▶ _WORK INSTRUCTION_
In the article on Australia's 2021-22 Migration Program, how many visas did the program deliver?

▶ _EXCERPT_
Content starts

After the Coalition stalled for almost a year, worsening our labour shortage, Dutton has the gall to complain about Labor's Migration Program win, writes Dr Abul Rizvi.
ALL THOSE businesses, schools, hospitals and house builders crying out for skilled labour from late 2021 will have every right to be angry at the Department of Home Affairs (DHA) leadership for failing to deliver the 2021-22 migration program by almost 16,500 visas.
The 2021-22 Migration Program delivered 143,556 visas compared to a Cabinet-approved planning level of 160,000. This was despite massive application backlogs and an increase in new permanent resident applications from 157,989 in 2020-21 to 185,030 in 2021-22.
This is likely to be quite unlike the 27,583 visa shortfall engineered by Peter Dutton in 2017-18 on his contrived assertion that he was re-introducing integrity to the visa system — he was doing nothing of the sort. Under Dutton, the visa system – in particular asylum visas – was rorted like never before.
The Migration Program shortfall in 2021-22 is the result of chaos in the visa system that should be laid at the feet of DHA leadership as it is highly unlikely former Immigration Minister Alex Hawke wanted a shortfall given record labour shortages.
Labour shortages were well and truly apparent from August 2020 when reported job vacancies shot up to 208,000, and the unemployment rate began to fall sharply.
By November 2021, when DHA knew international borders would soon be re-opened, job vacancies had reached over 400,000 — a level we had never before seen. The unemployment rate had fallen to 4.2 per cent.
That should have been the trigger for DHA leadership to ensure the Migration Program would be delivered to the Cabinet-approved planning level of 160,000 and be ready to deliver at an even higher level if the Morrison Government decided it would respond to the extraordinary labour shortages.

Content ends

▶ _ENTRIES SHOWN_
Content starts

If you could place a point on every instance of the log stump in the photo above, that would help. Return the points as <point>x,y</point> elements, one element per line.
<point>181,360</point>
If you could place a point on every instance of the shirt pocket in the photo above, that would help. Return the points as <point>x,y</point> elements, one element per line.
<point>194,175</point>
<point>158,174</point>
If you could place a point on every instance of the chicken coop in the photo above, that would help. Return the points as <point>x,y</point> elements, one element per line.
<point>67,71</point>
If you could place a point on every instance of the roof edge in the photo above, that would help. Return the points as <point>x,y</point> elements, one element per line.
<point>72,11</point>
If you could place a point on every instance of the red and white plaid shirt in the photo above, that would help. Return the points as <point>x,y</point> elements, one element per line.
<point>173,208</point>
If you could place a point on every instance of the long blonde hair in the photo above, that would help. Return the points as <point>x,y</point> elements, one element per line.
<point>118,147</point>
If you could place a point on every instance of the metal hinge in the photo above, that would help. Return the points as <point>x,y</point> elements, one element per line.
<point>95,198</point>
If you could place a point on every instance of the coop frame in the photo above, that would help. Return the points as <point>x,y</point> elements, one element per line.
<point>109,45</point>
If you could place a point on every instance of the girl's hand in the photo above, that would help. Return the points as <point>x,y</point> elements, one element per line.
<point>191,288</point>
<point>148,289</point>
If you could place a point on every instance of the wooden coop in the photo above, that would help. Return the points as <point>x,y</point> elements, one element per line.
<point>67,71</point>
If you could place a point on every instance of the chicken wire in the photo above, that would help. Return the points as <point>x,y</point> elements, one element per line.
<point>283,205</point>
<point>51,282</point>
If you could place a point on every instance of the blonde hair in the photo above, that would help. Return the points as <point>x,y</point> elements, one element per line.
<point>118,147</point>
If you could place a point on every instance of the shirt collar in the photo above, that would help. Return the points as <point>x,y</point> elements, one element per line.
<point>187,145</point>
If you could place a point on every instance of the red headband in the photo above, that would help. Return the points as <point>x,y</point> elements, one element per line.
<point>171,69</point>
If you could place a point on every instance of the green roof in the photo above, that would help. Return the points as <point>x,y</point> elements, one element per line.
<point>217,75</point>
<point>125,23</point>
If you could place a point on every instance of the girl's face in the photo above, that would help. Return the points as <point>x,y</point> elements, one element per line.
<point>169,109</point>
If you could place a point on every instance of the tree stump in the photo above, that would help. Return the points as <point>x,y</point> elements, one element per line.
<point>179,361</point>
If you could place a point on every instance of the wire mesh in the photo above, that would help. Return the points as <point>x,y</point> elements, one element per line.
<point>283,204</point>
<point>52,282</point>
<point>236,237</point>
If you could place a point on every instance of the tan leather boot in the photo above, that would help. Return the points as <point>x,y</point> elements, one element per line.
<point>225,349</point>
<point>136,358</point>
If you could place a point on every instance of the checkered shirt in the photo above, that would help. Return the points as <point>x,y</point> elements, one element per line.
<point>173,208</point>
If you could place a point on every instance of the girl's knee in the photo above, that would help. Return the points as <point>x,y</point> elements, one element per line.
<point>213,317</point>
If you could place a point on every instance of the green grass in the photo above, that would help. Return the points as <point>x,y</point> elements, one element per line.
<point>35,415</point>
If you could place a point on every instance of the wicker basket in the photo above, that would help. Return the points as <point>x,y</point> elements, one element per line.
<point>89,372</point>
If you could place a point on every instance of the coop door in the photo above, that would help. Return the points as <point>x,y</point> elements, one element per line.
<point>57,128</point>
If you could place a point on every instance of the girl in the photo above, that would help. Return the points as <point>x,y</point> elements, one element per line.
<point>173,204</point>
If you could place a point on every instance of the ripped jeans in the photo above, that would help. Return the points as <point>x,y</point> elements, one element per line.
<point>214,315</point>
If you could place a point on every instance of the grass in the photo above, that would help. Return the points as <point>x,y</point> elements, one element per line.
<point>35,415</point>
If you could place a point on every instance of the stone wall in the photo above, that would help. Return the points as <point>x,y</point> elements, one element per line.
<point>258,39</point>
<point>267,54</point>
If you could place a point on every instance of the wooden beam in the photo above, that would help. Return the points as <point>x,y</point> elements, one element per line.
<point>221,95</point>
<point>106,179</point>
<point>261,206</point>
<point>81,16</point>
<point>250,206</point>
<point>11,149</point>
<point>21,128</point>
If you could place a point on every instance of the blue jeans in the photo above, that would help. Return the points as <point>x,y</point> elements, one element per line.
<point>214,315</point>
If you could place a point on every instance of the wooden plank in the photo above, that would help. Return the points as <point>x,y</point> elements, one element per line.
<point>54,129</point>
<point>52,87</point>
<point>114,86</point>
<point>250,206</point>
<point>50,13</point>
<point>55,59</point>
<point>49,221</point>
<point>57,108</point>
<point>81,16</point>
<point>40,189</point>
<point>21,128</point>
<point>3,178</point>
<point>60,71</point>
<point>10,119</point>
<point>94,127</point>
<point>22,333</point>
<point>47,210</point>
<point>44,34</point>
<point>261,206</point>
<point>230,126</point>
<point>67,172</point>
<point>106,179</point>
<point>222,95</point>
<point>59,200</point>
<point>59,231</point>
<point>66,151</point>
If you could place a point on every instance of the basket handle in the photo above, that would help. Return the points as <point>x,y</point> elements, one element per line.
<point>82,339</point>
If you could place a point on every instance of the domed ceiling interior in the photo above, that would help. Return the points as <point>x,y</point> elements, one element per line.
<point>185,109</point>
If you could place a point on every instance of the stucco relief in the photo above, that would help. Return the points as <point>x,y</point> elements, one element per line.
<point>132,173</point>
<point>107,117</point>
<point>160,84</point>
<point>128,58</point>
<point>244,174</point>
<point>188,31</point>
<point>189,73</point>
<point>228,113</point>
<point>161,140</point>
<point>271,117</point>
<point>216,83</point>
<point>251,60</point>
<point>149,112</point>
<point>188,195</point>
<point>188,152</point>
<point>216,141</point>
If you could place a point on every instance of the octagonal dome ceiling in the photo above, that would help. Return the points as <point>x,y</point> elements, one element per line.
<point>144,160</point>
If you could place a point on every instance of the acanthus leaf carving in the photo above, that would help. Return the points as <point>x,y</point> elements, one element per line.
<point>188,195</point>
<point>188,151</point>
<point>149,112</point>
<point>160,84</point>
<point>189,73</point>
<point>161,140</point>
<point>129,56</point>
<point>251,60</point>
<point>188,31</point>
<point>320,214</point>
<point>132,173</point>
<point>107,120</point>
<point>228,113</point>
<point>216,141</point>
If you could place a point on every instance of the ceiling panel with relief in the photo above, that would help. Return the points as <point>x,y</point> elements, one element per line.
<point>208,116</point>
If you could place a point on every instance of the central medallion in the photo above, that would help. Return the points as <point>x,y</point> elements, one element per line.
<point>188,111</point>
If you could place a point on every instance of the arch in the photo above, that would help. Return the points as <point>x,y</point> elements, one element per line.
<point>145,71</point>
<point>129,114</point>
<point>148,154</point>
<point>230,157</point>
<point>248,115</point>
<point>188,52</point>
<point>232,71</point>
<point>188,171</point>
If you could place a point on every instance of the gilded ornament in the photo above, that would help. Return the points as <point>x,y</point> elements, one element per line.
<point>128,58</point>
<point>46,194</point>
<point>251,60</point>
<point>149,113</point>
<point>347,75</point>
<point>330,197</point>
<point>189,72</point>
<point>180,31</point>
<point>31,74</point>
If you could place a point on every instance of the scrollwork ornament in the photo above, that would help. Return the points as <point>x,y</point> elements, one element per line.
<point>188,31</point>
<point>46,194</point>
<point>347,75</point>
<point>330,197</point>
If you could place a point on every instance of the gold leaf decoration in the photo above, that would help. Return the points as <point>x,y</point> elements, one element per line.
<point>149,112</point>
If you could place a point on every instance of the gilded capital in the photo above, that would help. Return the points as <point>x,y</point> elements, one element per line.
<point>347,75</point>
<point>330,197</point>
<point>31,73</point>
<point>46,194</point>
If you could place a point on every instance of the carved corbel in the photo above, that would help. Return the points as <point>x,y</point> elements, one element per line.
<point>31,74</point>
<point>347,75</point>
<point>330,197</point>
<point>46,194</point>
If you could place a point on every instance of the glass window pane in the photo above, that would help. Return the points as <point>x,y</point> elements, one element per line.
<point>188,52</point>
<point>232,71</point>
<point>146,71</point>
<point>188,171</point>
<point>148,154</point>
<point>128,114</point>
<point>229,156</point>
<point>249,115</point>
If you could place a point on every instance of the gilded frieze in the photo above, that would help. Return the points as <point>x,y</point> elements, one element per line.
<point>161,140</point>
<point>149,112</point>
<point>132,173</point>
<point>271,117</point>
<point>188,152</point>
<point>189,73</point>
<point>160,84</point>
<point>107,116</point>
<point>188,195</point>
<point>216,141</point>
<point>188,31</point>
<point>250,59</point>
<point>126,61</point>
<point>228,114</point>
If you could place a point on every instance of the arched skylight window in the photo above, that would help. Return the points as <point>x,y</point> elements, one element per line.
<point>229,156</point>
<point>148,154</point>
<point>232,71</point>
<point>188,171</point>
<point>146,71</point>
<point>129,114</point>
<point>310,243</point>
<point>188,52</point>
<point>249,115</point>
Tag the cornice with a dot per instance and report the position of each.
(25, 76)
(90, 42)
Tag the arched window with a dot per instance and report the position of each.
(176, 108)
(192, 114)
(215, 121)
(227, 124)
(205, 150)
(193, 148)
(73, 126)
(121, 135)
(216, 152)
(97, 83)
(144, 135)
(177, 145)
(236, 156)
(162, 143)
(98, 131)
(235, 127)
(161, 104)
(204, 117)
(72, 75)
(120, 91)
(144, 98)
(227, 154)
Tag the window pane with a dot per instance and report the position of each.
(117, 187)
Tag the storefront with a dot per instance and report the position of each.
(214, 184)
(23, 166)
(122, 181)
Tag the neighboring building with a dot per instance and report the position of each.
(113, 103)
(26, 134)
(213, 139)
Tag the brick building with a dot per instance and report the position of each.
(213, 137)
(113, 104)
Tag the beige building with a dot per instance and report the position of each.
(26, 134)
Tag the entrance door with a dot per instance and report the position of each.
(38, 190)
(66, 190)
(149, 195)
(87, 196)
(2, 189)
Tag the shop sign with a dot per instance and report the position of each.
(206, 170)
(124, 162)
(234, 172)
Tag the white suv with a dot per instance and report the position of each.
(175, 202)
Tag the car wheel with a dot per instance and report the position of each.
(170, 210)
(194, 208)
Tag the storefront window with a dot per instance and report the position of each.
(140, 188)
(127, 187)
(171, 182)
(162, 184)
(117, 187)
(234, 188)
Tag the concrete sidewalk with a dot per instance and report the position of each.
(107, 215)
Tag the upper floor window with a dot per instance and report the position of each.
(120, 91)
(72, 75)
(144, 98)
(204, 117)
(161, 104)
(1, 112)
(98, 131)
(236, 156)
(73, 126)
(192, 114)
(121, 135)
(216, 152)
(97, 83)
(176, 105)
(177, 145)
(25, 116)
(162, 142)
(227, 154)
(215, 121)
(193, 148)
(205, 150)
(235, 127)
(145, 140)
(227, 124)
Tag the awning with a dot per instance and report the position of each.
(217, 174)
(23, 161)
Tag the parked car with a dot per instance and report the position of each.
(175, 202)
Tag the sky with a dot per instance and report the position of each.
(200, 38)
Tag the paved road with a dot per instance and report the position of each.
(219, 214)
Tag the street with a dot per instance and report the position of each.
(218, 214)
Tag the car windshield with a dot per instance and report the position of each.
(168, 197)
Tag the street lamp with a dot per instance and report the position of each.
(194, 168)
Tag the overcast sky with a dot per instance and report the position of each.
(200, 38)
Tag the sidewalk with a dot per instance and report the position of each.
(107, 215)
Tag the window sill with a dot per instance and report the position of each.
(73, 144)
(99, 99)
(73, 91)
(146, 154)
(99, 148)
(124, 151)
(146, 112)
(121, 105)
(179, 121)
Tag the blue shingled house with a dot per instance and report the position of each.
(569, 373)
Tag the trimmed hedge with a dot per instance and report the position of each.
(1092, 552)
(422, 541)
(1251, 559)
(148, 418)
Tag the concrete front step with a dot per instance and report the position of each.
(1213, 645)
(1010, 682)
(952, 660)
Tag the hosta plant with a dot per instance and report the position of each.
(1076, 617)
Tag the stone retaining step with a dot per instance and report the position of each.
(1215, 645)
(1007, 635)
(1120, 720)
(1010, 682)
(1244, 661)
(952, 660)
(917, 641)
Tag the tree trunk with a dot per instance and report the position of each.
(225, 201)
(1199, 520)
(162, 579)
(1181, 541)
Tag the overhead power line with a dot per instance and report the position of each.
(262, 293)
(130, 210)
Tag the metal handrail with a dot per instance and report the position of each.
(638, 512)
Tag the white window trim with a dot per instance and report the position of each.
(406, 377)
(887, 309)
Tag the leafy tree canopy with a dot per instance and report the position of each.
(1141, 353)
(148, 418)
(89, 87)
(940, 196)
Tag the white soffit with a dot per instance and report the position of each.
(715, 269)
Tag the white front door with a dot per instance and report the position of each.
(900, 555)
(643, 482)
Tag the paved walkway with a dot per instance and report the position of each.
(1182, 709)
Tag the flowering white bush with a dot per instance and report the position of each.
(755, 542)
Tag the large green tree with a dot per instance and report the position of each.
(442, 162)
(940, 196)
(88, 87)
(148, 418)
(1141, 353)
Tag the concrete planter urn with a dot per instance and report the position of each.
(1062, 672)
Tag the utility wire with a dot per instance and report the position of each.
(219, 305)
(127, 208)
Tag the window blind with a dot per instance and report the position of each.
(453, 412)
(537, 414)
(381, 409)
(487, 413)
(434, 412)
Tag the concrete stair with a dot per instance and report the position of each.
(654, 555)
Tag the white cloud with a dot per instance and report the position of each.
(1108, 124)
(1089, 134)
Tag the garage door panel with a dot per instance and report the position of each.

Content ends

▶ _ANSWER SECTION_
143,556 visas